§ EXERCISE DESCRIPTION
Make an exact copy of the data below, leaving out every picture.

(Point annotation records)
....

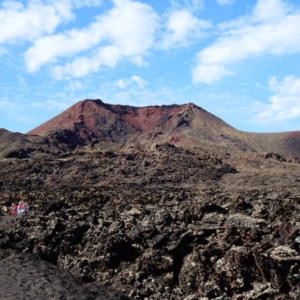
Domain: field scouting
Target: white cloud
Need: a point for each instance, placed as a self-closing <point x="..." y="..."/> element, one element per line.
<point x="75" y="85"/>
<point x="182" y="27"/>
<point x="191" y="5"/>
<point x="225" y="2"/>
<point x="272" y="28"/>
<point x="285" y="103"/>
<point x="209" y="73"/>
<point x="124" y="82"/>
<point x="128" y="30"/>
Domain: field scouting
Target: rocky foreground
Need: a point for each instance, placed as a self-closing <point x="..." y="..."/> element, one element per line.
<point x="168" y="223"/>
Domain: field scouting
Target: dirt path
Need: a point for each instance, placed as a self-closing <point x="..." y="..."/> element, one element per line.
<point x="23" y="277"/>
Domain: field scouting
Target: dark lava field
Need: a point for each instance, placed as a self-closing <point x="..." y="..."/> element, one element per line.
<point x="141" y="221"/>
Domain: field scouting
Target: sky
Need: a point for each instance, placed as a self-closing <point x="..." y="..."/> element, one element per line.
<point x="238" y="59"/>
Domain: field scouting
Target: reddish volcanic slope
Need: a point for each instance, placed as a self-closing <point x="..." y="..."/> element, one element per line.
<point x="184" y="125"/>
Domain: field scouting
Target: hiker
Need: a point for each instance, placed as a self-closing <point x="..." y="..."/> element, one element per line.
<point x="13" y="209"/>
<point x="27" y="207"/>
<point x="24" y="208"/>
<point x="20" y="208"/>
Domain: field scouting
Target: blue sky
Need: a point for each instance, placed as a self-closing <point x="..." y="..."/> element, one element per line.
<point x="240" y="60"/>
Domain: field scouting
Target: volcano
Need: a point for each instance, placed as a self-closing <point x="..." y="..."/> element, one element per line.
<point x="92" y="122"/>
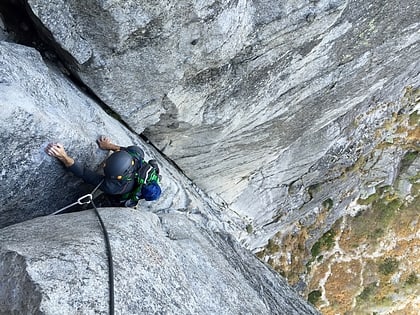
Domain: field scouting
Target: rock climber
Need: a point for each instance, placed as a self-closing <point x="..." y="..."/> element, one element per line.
<point x="127" y="176"/>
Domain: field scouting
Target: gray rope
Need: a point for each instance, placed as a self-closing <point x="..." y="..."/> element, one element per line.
<point x="86" y="199"/>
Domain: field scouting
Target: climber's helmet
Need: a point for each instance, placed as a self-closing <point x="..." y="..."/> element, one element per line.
<point x="151" y="191"/>
<point x="119" y="165"/>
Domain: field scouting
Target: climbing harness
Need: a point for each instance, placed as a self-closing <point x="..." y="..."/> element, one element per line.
<point x="86" y="199"/>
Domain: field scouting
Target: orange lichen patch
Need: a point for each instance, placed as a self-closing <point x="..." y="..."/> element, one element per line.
<point x="342" y="285"/>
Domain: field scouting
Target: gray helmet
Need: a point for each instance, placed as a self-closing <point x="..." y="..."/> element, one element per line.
<point x="118" y="165"/>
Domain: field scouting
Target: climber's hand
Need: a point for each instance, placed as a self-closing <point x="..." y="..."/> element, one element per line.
<point x="105" y="144"/>
<point x="57" y="150"/>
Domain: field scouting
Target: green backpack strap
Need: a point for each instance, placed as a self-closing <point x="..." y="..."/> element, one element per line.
<point x="146" y="174"/>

....

§ THE RESPONSE
Domain: field scouting
Target: white cloud
Need: a point for each instance, placed as a self-closing <point x="..." y="..."/> element, one element per line.
<point x="75" y="85"/>
<point x="182" y="27"/>
<point x="191" y="5"/>
<point x="225" y="2"/>
<point x="272" y="28"/>
<point x="285" y="103"/>
<point x="209" y="73"/>
<point x="124" y="82"/>
<point x="128" y="30"/>
Domain: field scouting
Target: rocky foreground
Need: a point for each instance, placed as a self-closing <point x="..." y="..."/> element, one element per line.
<point x="168" y="223"/>
Domain: field scouting
Target: dirt path
Need: a point for each instance, placed as a self-closing <point x="..." y="..."/> element, one element per line.
<point x="23" y="277"/>
Domain: field scouting
Target: dark lava field
Need: a point for each instance, placed as a self-closing <point x="..." y="..."/> element, one element per line.
<point x="141" y="221"/>
Domain: field scouting
Target: sky
Need: a point for each instance, placed as a self-closing <point x="..." y="..."/> element, one element per line.
<point x="238" y="59"/>
Domain: field scouting
Target: reddish volcanic slope
Need: a point for each instance, placed as a self-closing <point x="..." y="..."/> element, one element per line.
<point x="184" y="125"/>
Domain: field scouting
Target: hiker
Need: a point for each instance, placed as a self-closing <point x="..." y="..."/> element, one element per line.
<point x="13" y="209"/>
<point x="27" y="207"/>
<point x="24" y="208"/>
<point x="20" y="208"/>
Domain: field scouting
Target: blue sky
Need: a point for each instance, placed as a self-closing <point x="..." y="..."/> element, one element per line.
<point x="240" y="60"/>
Domain: field scouting
Target: volcano
Need: a point for each instance, placed as a self-closing <point x="..." y="..."/> element, one element per line.
<point x="92" y="122"/>
Domain: field scouting
Target: rock climber
Need: a point for each instance, placed as a self-closing <point x="..." y="..."/> element, one element per line.
<point x="127" y="176"/>
Domain: field scouting
Target: gray rope
Need: a point for each instance, placed as a self-closing <point x="..." y="..."/> element, one element per line.
<point x="86" y="199"/>
Domain: field scouting
Target: climber's helmet
Need: a point for each instance, placed as a self-closing <point x="..." y="..."/> element, one element per line.
<point x="151" y="191"/>
<point x="119" y="165"/>
Domain: field scouting
Target: climbing harness
Need: a point for each instance, placed as a self-closing <point x="..." y="..."/> element, one element per line.
<point x="86" y="199"/>
Domain: field scouting
Target: orange lichen patch
Need: a point for each instance, placed as a self-closing <point x="..." y="..."/> element, one element per line.
<point x="342" y="285"/>
Domain: field scouting
Target: gray helmet
Need: a point for each instance, placed as a self-closing <point x="..." y="..."/> element, one element per line.
<point x="118" y="165"/>
Domain: field scouting
Target: climber's hand
Need: a point for each instance, placed as a self-closing <point x="..." y="..."/> element, one element per line.
<point x="105" y="144"/>
<point x="57" y="150"/>
Domain: field scouting
Target: green backpack strap
Need: a point for each instance, placed as a self-closing <point x="..." y="..."/> element, one element per line.
<point x="146" y="174"/>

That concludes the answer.